_RECORDS PROVIDED_
^^^^^^^^

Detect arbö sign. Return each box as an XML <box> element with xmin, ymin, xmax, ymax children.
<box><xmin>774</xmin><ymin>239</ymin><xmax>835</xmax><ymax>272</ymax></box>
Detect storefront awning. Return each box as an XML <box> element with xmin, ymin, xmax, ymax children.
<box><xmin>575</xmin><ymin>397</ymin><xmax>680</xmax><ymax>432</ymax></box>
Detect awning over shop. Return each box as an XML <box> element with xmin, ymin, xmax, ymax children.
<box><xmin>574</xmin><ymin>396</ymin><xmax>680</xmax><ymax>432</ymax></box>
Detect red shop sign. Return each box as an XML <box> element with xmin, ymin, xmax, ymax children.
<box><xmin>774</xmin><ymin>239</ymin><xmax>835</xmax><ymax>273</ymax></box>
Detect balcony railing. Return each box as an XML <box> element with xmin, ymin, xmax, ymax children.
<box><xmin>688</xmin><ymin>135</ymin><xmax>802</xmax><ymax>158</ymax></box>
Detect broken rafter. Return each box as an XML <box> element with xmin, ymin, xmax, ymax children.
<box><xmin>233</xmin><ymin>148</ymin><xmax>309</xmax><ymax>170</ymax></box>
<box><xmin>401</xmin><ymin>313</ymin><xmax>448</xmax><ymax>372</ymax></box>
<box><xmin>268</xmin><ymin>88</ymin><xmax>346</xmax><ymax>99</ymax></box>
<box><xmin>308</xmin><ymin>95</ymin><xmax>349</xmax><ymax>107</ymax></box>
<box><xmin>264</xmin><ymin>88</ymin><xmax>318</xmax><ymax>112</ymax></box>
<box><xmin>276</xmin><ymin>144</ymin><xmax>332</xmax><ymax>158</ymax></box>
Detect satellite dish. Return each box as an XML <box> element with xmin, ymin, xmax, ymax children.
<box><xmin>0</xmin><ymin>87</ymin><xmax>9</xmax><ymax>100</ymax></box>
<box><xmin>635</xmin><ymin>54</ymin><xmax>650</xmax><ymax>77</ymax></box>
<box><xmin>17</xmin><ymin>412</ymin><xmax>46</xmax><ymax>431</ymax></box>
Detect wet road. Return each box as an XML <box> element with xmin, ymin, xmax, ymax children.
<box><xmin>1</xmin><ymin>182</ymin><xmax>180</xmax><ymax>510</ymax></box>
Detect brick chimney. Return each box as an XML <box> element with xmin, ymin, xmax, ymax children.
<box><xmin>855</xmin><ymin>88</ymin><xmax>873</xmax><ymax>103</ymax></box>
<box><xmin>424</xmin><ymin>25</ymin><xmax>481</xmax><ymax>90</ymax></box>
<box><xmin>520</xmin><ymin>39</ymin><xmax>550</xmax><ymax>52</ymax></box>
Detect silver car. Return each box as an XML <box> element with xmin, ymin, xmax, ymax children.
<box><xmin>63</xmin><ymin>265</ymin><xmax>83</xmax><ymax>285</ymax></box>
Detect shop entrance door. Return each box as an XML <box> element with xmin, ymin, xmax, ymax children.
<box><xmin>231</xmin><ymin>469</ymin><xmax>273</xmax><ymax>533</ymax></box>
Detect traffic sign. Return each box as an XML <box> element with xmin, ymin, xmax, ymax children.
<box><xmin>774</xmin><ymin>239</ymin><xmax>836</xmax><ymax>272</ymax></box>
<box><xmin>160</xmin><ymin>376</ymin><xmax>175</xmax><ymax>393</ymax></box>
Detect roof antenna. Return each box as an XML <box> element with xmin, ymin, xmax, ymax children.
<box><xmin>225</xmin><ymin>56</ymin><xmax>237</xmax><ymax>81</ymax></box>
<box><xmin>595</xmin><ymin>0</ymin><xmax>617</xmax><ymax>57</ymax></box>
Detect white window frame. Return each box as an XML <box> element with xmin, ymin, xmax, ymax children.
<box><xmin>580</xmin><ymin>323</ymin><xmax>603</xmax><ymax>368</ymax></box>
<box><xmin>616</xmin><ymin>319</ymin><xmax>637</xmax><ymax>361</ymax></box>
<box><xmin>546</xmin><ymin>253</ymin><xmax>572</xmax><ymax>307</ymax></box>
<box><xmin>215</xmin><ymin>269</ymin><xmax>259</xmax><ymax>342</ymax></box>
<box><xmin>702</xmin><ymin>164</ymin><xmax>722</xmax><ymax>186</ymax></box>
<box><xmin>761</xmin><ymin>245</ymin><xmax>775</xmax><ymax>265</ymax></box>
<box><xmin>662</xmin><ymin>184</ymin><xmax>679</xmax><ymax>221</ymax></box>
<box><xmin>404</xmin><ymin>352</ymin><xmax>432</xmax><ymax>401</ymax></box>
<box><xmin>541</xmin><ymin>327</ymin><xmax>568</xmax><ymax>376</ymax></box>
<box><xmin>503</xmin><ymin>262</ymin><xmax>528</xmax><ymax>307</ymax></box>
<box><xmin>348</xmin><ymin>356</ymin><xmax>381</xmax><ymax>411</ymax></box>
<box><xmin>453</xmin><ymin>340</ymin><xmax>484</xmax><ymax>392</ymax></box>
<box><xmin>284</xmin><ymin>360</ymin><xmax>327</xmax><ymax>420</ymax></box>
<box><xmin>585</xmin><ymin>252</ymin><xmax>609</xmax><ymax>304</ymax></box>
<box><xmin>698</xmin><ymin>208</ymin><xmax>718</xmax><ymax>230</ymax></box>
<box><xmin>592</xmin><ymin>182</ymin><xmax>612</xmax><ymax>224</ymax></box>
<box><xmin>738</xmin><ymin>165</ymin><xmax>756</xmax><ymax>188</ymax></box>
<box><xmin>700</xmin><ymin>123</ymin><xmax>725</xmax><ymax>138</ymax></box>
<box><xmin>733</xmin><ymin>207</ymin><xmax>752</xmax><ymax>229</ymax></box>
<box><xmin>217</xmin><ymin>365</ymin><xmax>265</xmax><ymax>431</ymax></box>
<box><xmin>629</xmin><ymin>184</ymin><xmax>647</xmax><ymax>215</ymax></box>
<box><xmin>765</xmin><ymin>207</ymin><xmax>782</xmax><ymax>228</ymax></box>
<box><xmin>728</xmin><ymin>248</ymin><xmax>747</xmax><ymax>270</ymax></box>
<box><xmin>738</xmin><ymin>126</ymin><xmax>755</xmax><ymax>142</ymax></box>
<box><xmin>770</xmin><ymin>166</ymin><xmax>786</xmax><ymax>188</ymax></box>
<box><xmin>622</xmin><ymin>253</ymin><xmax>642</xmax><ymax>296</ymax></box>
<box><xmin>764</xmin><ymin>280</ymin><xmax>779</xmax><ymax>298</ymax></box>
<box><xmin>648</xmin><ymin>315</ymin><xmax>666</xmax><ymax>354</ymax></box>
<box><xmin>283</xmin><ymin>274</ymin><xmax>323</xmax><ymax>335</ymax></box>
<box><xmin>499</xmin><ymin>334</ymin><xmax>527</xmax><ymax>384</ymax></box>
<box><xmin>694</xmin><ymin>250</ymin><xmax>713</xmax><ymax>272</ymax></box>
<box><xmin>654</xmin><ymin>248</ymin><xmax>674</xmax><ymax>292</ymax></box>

^^^^^^^^

_WHAT THE TASK REQUIRES_
Output every entry exactly.

_EXERCISE OUTPUT_
Detect arbö sign. Return each box as an XML <box> element with xmin, ymin, xmax, ymax children.
<box><xmin>774</xmin><ymin>239</ymin><xmax>835</xmax><ymax>272</ymax></box>
Detect storefront awning. Return each box as an XML <box> element with xmin, ymin, xmax, ymax children.
<box><xmin>575</xmin><ymin>397</ymin><xmax>680</xmax><ymax>432</ymax></box>
Detect awning over shop. Return each box as an XML <box> element with xmin, ymin, xmax, ymax children.
<box><xmin>574</xmin><ymin>396</ymin><xmax>680</xmax><ymax>432</ymax></box>
Detect red shop sign. Return each box as an XML <box> element with xmin, ymin, xmax, ymax children.
<box><xmin>774</xmin><ymin>239</ymin><xmax>835</xmax><ymax>273</ymax></box>
Detect balcony railing. Return each box as an XML <box> element with xmin, ymin, xmax, ymax children.
<box><xmin>688</xmin><ymin>135</ymin><xmax>802</xmax><ymax>158</ymax></box>
Detect broken rafter. Return each box as an XML <box> element with xmin, ymin, xmax, ymax children.
<box><xmin>233</xmin><ymin>148</ymin><xmax>309</xmax><ymax>170</ymax></box>
<box><xmin>401</xmin><ymin>313</ymin><xmax>448</xmax><ymax>372</ymax></box>
<box><xmin>268</xmin><ymin>88</ymin><xmax>346</xmax><ymax>99</ymax></box>
<box><xmin>308</xmin><ymin>95</ymin><xmax>349</xmax><ymax>107</ymax></box>
<box><xmin>264</xmin><ymin>88</ymin><xmax>318</xmax><ymax>112</ymax></box>
<box><xmin>276</xmin><ymin>144</ymin><xmax>332</xmax><ymax>158</ymax></box>
Detect satellite dish. Return each box as an XML <box> element with xmin, ymin, xmax, ymax children.
<box><xmin>0</xmin><ymin>87</ymin><xmax>9</xmax><ymax>100</ymax></box>
<box><xmin>635</xmin><ymin>54</ymin><xmax>650</xmax><ymax>77</ymax></box>
<box><xmin>17</xmin><ymin>412</ymin><xmax>46</xmax><ymax>431</ymax></box>
Detect wet road. Return each box as an XML <box> element with xmin, ymin, xmax, ymax children.
<box><xmin>1</xmin><ymin>182</ymin><xmax>180</xmax><ymax>510</ymax></box>
Detect brick chimney. Return each box as an XML <box> element with xmin, ymin, xmax, ymax children.
<box><xmin>855</xmin><ymin>88</ymin><xmax>873</xmax><ymax>103</ymax></box>
<box><xmin>424</xmin><ymin>25</ymin><xmax>481</xmax><ymax>90</ymax></box>
<box><xmin>520</xmin><ymin>39</ymin><xmax>550</xmax><ymax>52</ymax></box>
Detect silver car. Return each box as an XML <box> element with xmin, ymin, xmax, ymax children.
<box><xmin>63</xmin><ymin>265</ymin><xmax>83</xmax><ymax>285</ymax></box>
Detect shop entrance door. Return each box as an XML <box> element with xmin, ymin, xmax, ymax children.
<box><xmin>231</xmin><ymin>469</ymin><xmax>273</xmax><ymax>533</ymax></box>
Detect traffic sign. Return each box as an XML <box> element with xmin, ymin, xmax, ymax children.
<box><xmin>774</xmin><ymin>239</ymin><xmax>836</xmax><ymax>272</ymax></box>
<box><xmin>160</xmin><ymin>376</ymin><xmax>175</xmax><ymax>393</ymax></box>
Detect roof antenna. Return each box as an XML <box> element with xmin, ymin, xmax, ymax children.
<box><xmin>225</xmin><ymin>56</ymin><xmax>237</xmax><ymax>81</ymax></box>
<box><xmin>595</xmin><ymin>0</ymin><xmax>617</xmax><ymax>57</ymax></box>
Detect white window frame. Return each box as an XML <box> element with xmin, ymin, xmax, ymax children.
<box><xmin>580</xmin><ymin>323</ymin><xmax>603</xmax><ymax>368</ymax></box>
<box><xmin>616</xmin><ymin>319</ymin><xmax>637</xmax><ymax>361</ymax></box>
<box><xmin>546</xmin><ymin>253</ymin><xmax>572</xmax><ymax>307</ymax></box>
<box><xmin>215</xmin><ymin>269</ymin><xmax>259</xmax><ymax>342</ymax></box>
<box><xmin>702</xmin><ymin>164</ymin><xmax>722</xmax><ymax>186</ymax></box>
<box><xmin>761</xmin><ymin>245</ymin><xmax>775</xmax><ymax>265</ymax></box>
<box><xmin>662</xmin><ymin>184</ymin><xmax>679</xmax><ymax>221</ymax></box>
<box><xmin>404</xmin><ymin>352</ymin><xmax>432</xmax><ymax>401</ymax></box>
<box><xmin>541</xmin><ymin>327</ymin><xmax>568</xmax><ymax>376</ymax></box>
<box><xmin>503</xmin><ymin>262</ymin><xmax>528</xmax><ymax>307</ymax></box>
<box><xmin>348</xmin><ymin>356</ymin><xmax>381</xmax><ymax>411</ymax></box>
<box><xmin>453</xmin><ymin>340</ymin><xmax>484</xmax><ymax>392</ymax></box>
<box><xmin>284</xmin><ymin>360</ymin><xmax>327</xmax><ymax>420</ymax></box>
<box><xmin>585</xmin><ymin>252</ymin><xmax>609</xmax><ymax>304</ymax></box>
<box><xmin>698</xmin><ymin>208</ymin><xmax>718</xmax><ymax>230</ymax></box>
<box><xmin>592</xmin><ymin>182</ymin><xmax>612</xmax><ymax>224</ymax></box>
<box><xmin>738</xmin><ymin>165</ymin><xmax>756</xmax><ymax>188</ymax></box>
<box><xmin>700</xmin><ymin>123</ymin><xmax>725</xmax><ymax>138</ymax></box>
<box><xmin>733</xmin><ymin>207</ymin><xmax>752</xmax><ymax>229</ymax></box>
<box><xmin>217</xmin><ymin>365</ymin><xmax>265</xmax><ymax>431</ymax></box>
<box><xmin>629</xmin><ymin>184</ymin><xmax>647</xmax><ymax>215</ymax></box>
<box><xmin>765</xmin><ymin>207</ymin><xmax>782</xmax><ymax>228</ymax></box>
<box><xmin>728</xmin><ymin>248</ymin><xmax>747</xmax><ymax>270</ymax></box>
<box><xmin>738</xmin><ymin>126</ymin><xmax>755</xmax><ymax>142</ymax></box>
<box><xmin>770</xmin><ymin>166</ymin><xmax>786</xmax><ymax>188</ymax></box>
<box><xmin>622</xmin><ymin>253</ymin><xmax>642</xmax><ymax>296</ymax></box>
<box><xmin>764</xmin><ymin>280</ymin><xmax>779</xmax><ymax>298</ymax></box>
<box><xmin>648</xmin><ymin>315</ymin><xmax>666</xmax><ymax>354</ymax></box>
<box><xmin>283</xmin><ymin>274</ymin><xmax>323</xmax><ymax>335</ymax></box>
<box><xmin>499</xmin><ymin>334</ymin><xmax>527</xmax><ymax>384</ymax></box>
<box><xmin>694</xmin><ymin>250</ymin><xmax>713</xmax><ymax>272</ymax></box>
<box><xmin>654</xmin><ymin>248</ymin><xmax>674</xmax><ymax>292</ymax></box>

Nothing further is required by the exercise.